> Given request: Print the lines below verbatim, changing no character.

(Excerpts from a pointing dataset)
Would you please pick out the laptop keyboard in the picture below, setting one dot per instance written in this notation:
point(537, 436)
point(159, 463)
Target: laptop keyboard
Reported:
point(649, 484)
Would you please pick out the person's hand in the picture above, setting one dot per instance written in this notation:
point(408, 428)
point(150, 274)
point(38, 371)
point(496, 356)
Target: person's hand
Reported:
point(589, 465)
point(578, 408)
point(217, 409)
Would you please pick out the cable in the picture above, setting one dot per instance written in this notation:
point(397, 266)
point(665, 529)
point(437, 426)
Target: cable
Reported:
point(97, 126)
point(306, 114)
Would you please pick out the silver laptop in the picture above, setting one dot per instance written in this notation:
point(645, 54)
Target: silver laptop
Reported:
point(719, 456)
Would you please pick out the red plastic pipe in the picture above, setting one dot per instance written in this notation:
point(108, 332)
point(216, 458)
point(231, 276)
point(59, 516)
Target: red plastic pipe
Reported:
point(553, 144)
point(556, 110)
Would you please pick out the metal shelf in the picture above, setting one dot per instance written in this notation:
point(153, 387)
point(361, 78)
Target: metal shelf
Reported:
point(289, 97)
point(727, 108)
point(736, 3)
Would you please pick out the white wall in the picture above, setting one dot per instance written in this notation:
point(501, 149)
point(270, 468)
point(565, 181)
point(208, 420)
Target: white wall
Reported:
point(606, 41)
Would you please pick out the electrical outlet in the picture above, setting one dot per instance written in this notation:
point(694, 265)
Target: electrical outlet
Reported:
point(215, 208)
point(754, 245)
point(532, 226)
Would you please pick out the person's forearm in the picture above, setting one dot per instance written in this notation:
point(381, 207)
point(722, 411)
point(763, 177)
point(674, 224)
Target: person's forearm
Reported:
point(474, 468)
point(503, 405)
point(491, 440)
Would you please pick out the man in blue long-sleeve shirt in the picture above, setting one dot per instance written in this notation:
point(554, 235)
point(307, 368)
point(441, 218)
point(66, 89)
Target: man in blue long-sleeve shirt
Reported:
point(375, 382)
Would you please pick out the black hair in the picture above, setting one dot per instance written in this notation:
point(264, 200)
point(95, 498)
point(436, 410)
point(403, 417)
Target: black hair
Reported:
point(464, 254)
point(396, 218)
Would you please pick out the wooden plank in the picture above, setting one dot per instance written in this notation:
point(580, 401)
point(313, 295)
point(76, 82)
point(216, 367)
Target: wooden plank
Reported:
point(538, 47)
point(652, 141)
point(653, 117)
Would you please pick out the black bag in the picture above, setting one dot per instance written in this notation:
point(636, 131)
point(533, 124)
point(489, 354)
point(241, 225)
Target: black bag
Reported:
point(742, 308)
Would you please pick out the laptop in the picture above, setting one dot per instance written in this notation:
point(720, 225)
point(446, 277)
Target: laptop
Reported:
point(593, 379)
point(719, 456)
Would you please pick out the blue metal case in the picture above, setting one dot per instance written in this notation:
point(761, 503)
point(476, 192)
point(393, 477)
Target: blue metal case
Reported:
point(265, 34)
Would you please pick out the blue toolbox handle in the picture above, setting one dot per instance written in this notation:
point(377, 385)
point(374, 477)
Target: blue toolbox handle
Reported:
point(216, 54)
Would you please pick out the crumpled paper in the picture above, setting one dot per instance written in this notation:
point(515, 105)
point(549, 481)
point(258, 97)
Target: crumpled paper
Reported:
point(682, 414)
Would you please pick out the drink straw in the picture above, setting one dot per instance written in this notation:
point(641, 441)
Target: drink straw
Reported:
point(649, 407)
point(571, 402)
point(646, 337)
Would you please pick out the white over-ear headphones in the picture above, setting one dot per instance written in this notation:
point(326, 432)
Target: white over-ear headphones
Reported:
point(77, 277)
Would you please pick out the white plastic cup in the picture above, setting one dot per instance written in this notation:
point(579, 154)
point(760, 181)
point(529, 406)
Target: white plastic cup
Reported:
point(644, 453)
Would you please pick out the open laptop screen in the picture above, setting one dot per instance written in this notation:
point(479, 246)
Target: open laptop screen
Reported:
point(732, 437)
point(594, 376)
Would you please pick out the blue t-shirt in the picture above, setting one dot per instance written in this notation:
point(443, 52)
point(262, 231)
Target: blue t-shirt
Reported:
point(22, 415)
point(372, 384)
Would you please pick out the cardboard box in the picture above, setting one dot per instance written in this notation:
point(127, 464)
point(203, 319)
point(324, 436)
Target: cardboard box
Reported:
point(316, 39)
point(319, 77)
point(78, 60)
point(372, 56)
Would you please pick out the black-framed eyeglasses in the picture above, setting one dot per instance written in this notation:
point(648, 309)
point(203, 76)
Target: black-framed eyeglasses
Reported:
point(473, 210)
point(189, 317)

> Correct answer:
Would you please pick out the laptop keyboard in the picture below, setting one dot per instance written in this notation:
point(537, 436)
point(159, 463)
Target: laptop keyboard
Reported:
point(649, 484)
Would you please pick out the person's hand in the picture above, setting one dot per instance written in this notation:
point(408, 428)
point(150, 274)
point(38, 371)
point(496, 356)
Target: person's hand
Reported:
point(589, 465)
point(578, 408)
point(217, 409)
Would you please pick out the cable in the picture above, setting one dot per instance written in this notation:
point(397, 266)
point(665, 529)
point(437, 426)
Target: cable
Reported:
point(97, 126)
point(306, 114)
Would you please pick out the silver laptop in the picture above, setting one dot per instance written in this notation:
point(645, 54)
Target: silver laptop
Reported:
point(719, 456)
Would you please pick out the red plastic pipe in the picture above, setting one dot per instance written in this notation:
point(108, 332)
point(216, 458)
point(231, 276)
point(59, 516)
Target: red plastic pipe
Reported:
point(553, 144)
point(556, 110)
Would you please pick out the metal shelf in the picture above, setting one dot per instance written in this notation:
point(153, 387)
point(361, 78)
Target: metal shelf
Reported:
point(289, 97)
point(727, 108)
point(736, 3)
Would you please pick out the white wall in the picture above, setting one dot per instance written in this notation:
point(501, 149)
point(270, 468)
point(565, 181)
point(208, 420)
Target: white wall
Reported:
point(606, 41)
Would you please pick out the electrical outlet in the picture above, setting one dot per instance written in this notation:
point(694, 265)
Target: electrical outlet
Reported:
point(215, 208)
point(754, 245)
point(532, 226)
Would you please pick out the person's forearm in the picture above, setting one dot per instance written in this notation:
point(381, 207)
point(722, 411)
point(763, 177)
point(674, 224)
Target: person's forearm
Reported:
point(474, 468)
point(503, 405)
point(491, 440)
Would you please pick out the man in blue long-sleeve shirt in the picture above, setting one dot per instance written in this notation:
point(554, 235)
point(307, 368)
point(441, 218)
point(66, 89)
Target: man in blue long-sleeve shirt
Reported:
point(375, 382)
Would you please pick out the black hair in the picture above, setting one dot per instance written in this notation:
point(264, 200)
point(95, 498)
point(436, 410)
point(403, 417)
Target: black hair
Reported:
point(464, 254)
point(396, 218)
Would you please pick out the wooden plank in the picture above, setting one dot per instance written in this notation:
point(580, 401)
point(313, 295)
point(76, 82)
point(216, 367)
Target: wooden plank
Reported:
point(538, 47)
point(652, 141)
point(653, 117)
Would you please pick out the black bag in the picture above, setting one dot per instance written in this notation:
point(636, 131)
point(533, 124)
point(489, 354)
point(241, 225)
Target: black bag
Reported:
point(742, 308)
Would you please pick out the laptop in the picture above, setting one dot per instance written in this notation:
point(720, 225)
point(446, 277)
Target: laptop
Reported:
point(593, 379)
point(719, 456)
Would you please pick out the blue metal case in the picture above, setting one dot per instance written in this notation:
point(761, 503)
point(476, 192)
point(393, 477)
Target: blue metal case
Reported:
point(265, 34)
Would you please pick out the blue toolbox handle in the picture above, setting one dot per instance written in this notation:
point(377, 385)
point(374, 477)
Target: blue toolbox handle
Reported:
point(216, 54)
Would you please pick out the crumpled paper in the picture above, setting one dot per instance written in this notation:
point(515, 105)
point(549, 481)
point(258, 97)
Target: crumpled paper
Reported:
point(682, 414)
Would you please pick out the drink straw in the picture above, setting one dot per instance written in this notation:
point(641, 441)
Target: drink straw
Reported:
point(649, 407)
point(571, 402)
point(646, 337)
Would you please pick out the white over-ear headphones in the picture above, setting one dot per instance written in this notation:
point(326, 432)
Target: white over-ear headphones
Reported:
point(77, 277)
Would you please pick out the white plastic cup in the picture above, setting one dot per instance written in this notation:
point(579, 154)
point(760, 181)
point(529, 406)
Target: white plastic cup
Reported:
point(644, 453)
Would you please pick out the open laptop screen in the picture above, setting one dot per instance written in this notation:
point(479, 246)
Target: open laptop screen
Reported:
point(732, 437)
point(594, 376)
Would you please pick out the blue t-shirt in the picture above, setting one dot per instance written in this notation:
point(443, 52)
point(262, 231)
Target: blue t-shirt
Reported:
point(22, 415)
point(372, 384)
Would you please pick out the cardboard box in the picture above, setting one dot per instance written in this notation:
point(127, 464)
point(203, 319)
point(324, 436)
Target: cardboard box
Reported:
point(316, 39)
point(319, 77)
point(78, 60)
point(372, 56)
Would you please pick out the black-framed eyeglasses in the picture above, setting one dot per instance written in this notation:
point(648, 309)
point(203, 76)
Target: black-framed eyeglasses
Reported:
point(473, 210)
point(189, 317)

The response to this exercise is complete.